# What needs to be done:
Can you retype the data below, from the line with "Our annotator flagged the tower" up to and including the line with "0;21;350;161", copying every character unchanged?

# Data shown:
>> Begin

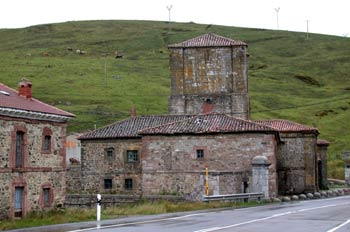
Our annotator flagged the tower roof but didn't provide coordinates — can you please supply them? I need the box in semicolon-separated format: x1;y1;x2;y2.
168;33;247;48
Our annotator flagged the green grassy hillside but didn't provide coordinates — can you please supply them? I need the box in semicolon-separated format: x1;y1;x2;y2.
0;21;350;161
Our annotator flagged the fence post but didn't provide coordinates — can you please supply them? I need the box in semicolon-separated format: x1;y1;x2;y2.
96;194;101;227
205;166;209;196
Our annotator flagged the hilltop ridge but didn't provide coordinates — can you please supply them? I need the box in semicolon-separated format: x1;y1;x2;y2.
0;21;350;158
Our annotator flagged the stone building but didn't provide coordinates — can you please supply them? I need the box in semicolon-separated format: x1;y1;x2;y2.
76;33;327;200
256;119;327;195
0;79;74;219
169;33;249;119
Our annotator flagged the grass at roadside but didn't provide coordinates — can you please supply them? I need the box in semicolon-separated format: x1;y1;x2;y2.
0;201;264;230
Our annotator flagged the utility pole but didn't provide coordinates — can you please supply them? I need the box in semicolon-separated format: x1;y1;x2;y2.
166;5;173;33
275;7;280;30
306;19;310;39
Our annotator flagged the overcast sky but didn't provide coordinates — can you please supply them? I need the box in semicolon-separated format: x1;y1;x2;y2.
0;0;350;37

>> End
>> Begin

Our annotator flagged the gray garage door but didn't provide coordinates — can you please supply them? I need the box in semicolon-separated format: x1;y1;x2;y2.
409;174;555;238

>> End
>> Begin

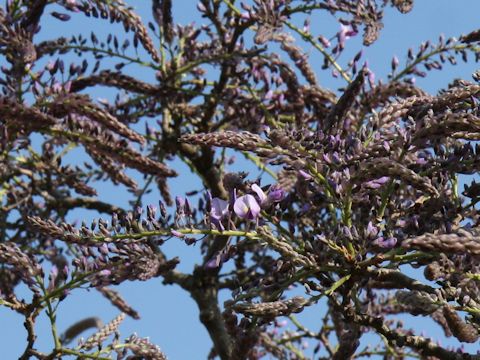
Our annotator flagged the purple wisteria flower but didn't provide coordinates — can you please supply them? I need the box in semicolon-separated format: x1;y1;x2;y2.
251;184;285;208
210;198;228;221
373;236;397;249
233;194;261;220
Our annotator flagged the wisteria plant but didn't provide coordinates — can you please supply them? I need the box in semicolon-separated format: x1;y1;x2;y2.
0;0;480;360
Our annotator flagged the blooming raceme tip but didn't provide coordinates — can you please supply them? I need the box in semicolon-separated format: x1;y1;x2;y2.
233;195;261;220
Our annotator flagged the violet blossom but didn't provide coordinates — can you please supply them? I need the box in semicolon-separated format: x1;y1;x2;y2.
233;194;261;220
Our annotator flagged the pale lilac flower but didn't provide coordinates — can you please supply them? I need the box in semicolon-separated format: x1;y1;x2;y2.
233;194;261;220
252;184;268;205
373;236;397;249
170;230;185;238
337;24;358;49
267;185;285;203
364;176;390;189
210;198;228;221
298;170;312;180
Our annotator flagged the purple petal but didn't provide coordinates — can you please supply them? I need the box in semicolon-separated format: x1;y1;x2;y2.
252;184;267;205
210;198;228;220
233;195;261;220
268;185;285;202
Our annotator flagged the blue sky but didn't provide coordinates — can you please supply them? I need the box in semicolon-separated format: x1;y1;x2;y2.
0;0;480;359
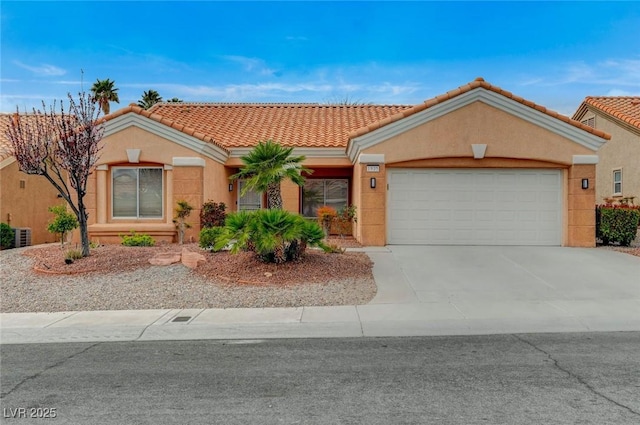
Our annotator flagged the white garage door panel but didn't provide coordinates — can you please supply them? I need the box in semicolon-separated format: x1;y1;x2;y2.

>> End

# Complete output:
Our annotator flagged the tower roof but didn't provide coordinates — can you please supply them? I need the box in semicolon-separated format: x1;y1;x2;y2.
168;33;247;48
Our annotator flagged the green grassy hillside but didn't provide coordinates — can you please supply them? I need the box in semicolon-separated format: x1;y1;x2;y2.
0;21;350;161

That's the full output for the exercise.